• Aim of the exercise:
In the step-by-step instructions below, give the passage starting at "5. Remove the" and ending at "in solid fuel." again, but swap every "vial" for "test tube".

• Excerpted text:
Step-by-step instructions

  1. Take the solid fuel stove from the Starter kit. Place a piece of aluminum foil onto the stove. Caution! Use a cork hot pad to protect the tabletop.

  2. Place the plastic ring in the center of the foil.

  3. Pour out all the solid fuel inside the ring (2.5 g).

  4. Take the press mold and push it down into the ring to make a crater with the solid fuel. Now, carefully remove the press mold.

  5. Remove the plastic ring while slightly tapping onto it.

  6. Pour in two level measuring spoons of sugar (2 g) into a vial with 0.5 g of sodium bicarbonate (NaHCO3) and close it with a cap.

  7. Shake the vial for 10 seconds to mix sugar and sodium bicarbonate.

  8. Now, pour out the mixture of sodium bicarbonate and sugar into the crater you made in solid fuel.

  9. Ignite the solid fuel – and very soon, it will grow into a black “snake”!

• Recorded information:
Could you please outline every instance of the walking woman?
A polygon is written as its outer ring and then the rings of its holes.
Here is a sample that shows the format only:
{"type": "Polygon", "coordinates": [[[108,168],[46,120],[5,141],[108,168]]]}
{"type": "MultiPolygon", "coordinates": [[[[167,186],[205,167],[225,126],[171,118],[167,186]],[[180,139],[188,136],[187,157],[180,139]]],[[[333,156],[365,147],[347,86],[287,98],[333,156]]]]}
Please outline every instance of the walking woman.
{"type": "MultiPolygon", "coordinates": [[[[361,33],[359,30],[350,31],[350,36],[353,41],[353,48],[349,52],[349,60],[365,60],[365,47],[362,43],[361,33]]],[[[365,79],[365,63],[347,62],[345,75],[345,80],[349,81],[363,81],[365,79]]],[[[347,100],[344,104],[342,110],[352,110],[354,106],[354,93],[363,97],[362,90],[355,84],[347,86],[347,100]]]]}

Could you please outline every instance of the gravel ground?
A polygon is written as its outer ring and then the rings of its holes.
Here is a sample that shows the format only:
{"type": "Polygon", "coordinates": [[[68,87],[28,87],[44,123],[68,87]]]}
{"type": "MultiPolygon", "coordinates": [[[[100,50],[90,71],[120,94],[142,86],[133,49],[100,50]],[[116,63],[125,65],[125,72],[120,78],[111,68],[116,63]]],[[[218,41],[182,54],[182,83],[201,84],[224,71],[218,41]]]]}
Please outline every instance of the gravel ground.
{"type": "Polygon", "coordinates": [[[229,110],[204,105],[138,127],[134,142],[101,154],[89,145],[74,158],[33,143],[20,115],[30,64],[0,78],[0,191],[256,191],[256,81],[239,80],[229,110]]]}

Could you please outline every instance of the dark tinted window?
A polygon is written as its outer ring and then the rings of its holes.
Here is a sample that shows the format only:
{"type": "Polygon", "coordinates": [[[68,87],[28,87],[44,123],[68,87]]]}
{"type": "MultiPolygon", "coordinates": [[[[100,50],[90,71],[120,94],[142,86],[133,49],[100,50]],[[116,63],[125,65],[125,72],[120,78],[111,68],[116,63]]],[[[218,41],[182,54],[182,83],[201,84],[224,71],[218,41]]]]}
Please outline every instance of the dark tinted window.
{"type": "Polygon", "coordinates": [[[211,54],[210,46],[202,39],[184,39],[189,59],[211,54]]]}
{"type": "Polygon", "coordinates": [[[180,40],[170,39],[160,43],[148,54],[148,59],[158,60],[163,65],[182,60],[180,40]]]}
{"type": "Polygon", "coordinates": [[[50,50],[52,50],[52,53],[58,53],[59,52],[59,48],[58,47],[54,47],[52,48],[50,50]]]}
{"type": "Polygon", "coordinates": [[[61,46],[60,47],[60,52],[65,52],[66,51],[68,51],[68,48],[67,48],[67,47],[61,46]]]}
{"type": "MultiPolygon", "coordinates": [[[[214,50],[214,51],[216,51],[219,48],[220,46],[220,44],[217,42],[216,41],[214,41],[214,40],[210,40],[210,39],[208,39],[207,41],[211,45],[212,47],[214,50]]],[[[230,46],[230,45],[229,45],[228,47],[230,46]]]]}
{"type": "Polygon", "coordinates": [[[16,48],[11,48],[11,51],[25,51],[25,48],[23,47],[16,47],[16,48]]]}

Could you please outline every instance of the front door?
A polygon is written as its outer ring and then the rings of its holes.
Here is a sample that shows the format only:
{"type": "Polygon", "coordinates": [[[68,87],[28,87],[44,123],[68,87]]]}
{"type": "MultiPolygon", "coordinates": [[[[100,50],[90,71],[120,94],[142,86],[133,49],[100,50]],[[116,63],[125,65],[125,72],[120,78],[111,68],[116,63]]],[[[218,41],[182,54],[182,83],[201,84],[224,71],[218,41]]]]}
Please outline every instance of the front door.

• Solution for this problem:
5. Remove the plastic ring while slightly tapping onto it.

  6. Pour in two level measuring spoons of sugar (2 g) into a test tube with 0.5 g of sodium bicarbonate (NaHCO3) and close it with a cap.

  7. Shake the test tube for 10 seconds to mix sugar and sodium bicarbonate.

  8. Now, pour out the mixture of sodium bicarbonate and sugar into the crater you made in solid fuel.